--- Start of Supplied passage ---

Class summary:   Introduction to Lists
1 Looking up values by keys
2 Lists:   Two Motivating Problems
3 Lists:   a new kind of data for sets
4 What are Lists?
5 Extracting Lists from Tables
6 Operations on Lists
7 Categorizing Pizza Toppings
7.1 Operations:   Filter, Member, Distinct
7.2 Operations Recap
7.3 Map
7.4 An Aside:   Tables versus Lists
8 Combining Map and Filter
9 Summary of List Operations

Class summary: Introduction to Lists

Copyright (c) 2017 Kathi Fisler

1 Looking up values by keys

We want a function that takes the name of a person and returns the number of tickets they have ordered:

  fun tickets-for(t :: Table, who :: String) -> Number:

    doc: "Extract tickcount value for order with given name"

    ...

  where:

    tickets-for(event-data-clean, "Alvina") is 3

    tickets-for(event-data-clean, "Ernie") is 0

  end

We filled in the body as follows:

  fun tickets-for(t :: Table, who :: String) -> Number:

    doc: "Extract tickcount value for order with given name"

    matches = filter-by(t, lam(r): r["name"] == who end)

    matches.row-n(0)["tickcount"]

  where:

    tickets-for(event-data-clean, "Alvina") is 3

    tickets-for(event-data-clean, "Ernie") is 0

  end

What happens if we try the following?

  tickets-for(event-data-clean,"kathi")

Our current code assumes that filter-by will return a non-empty table. We should instead check that we got a non-empty table, and raise an error if we did not:

  fun tickets-for(t :: Table, who :: String) -> Number:

    doc: "Extract tickcount value for order with given name"

    matches = filter-by(t, lam(r): r["name"] == who end)

    if matches.length() > 0:

      matches.row-n(0)["tickcount"]

    else:

      raise("Tickets-for: table has no row with name " + who)

    end

  where:

    tickets-for(event-data-clean, "Alvina") is 3

    tickets-for(event-data-clean, "Ernie") is 0

    tickets-for(event-data-clean, "Kathi") raises "no row"

  end

The where clause shows how to check whether a call to the function results in an error being raised – rather than write is in the example, we write raises. The string after raises needs to be a substring of the raised error for the test to pass.

--- End of Supplied passage ---
--- Start of Available data ---

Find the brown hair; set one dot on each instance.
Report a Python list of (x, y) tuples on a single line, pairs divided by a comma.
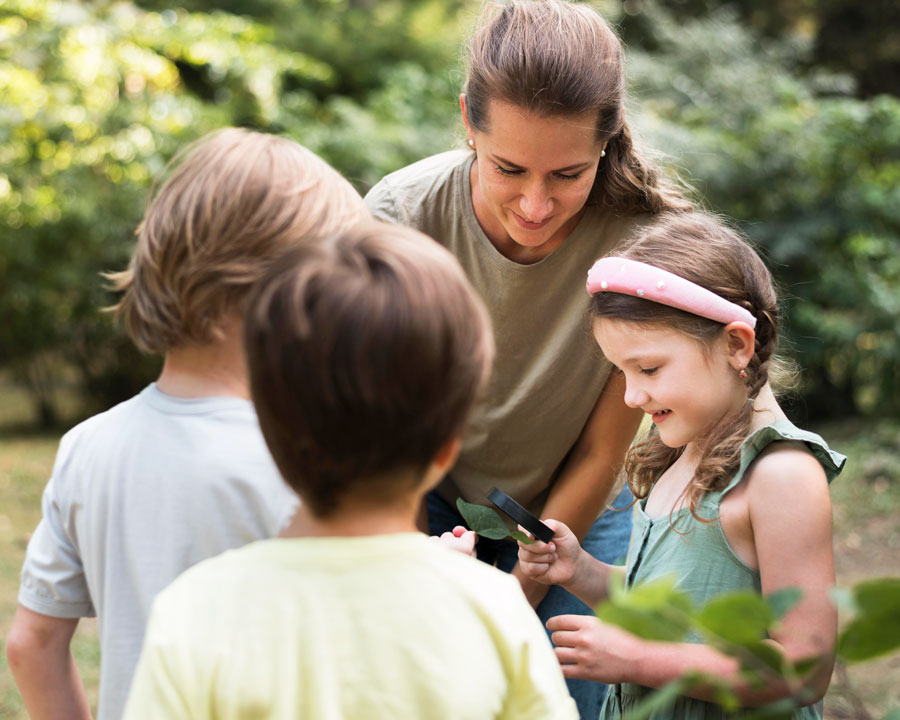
[(366, 351), (552, 57), (235, 199), (707, 252)]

--- End of Available data ---

Short task:
Copy everything from "Class summary:   Introduction" down to "4 What are Lists?" in the class summary, swapping in "Sequences" wherever "Lists" appears. Rely only on the class summary given above.

Answer:
Class summary:   Introduction to Sequences
1 Looking up values by keys
2 Sequences:   Two Motivating Problems
3 Sequences:   a new kind of data for sets
4 What are Sequences?